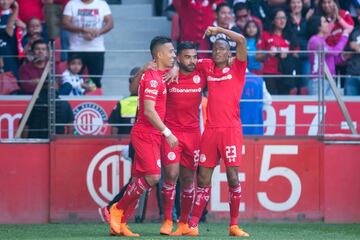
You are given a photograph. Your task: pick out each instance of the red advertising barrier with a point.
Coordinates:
(280, 180)
(24, 183)
(290, 178)
(287, 116)
(342, 183)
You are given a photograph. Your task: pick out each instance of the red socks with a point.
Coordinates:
(234, 197)
(133, 193)
(187, 198)
(129, 211)
(201, 198)
(168, 192)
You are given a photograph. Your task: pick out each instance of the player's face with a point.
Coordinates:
(187, 60)
(6, 4)
(296, 6)
(224, 16)
(167, 55)
(324, 27)
(221, 52)
(328, 6)
(34, 27)
(280, 20)
(41, 52)
(75, 66)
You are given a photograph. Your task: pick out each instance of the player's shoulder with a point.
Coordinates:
(151, 74)
(205, 61)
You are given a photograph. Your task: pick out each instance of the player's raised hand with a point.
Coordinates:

**Stated problem**
Repeat, without change, each line of the data above from the one that contains "socks with a point." through the final line, counting both.

**Result**
You are given a photograph. Your task: pick out each instance of the red socks with a point.
Coordinates:
(234, 197)
(133, 193)
(187, 198)
(129, 211)
(201, 198)
(168, 192)
You are given a photograph. Your task: pick out each instance of the player's face with a point.
Coordinates:
(187, 60)
(6, 4)
(296, 6)
(224, 16)
(167, 55)
(324, 27)
(221, 52)
(328, 6)
(34, 27)
(280, 20)
(41, 52)
(75, 66)
You are given a photograph. Your task: pick out each instance of the player's shoulder with a point.
Coordinates:
(151, 74)
(205, 61)
You are given a photograph. Your task: pick out each instance of the player's raised hand with a point.
Coordinates:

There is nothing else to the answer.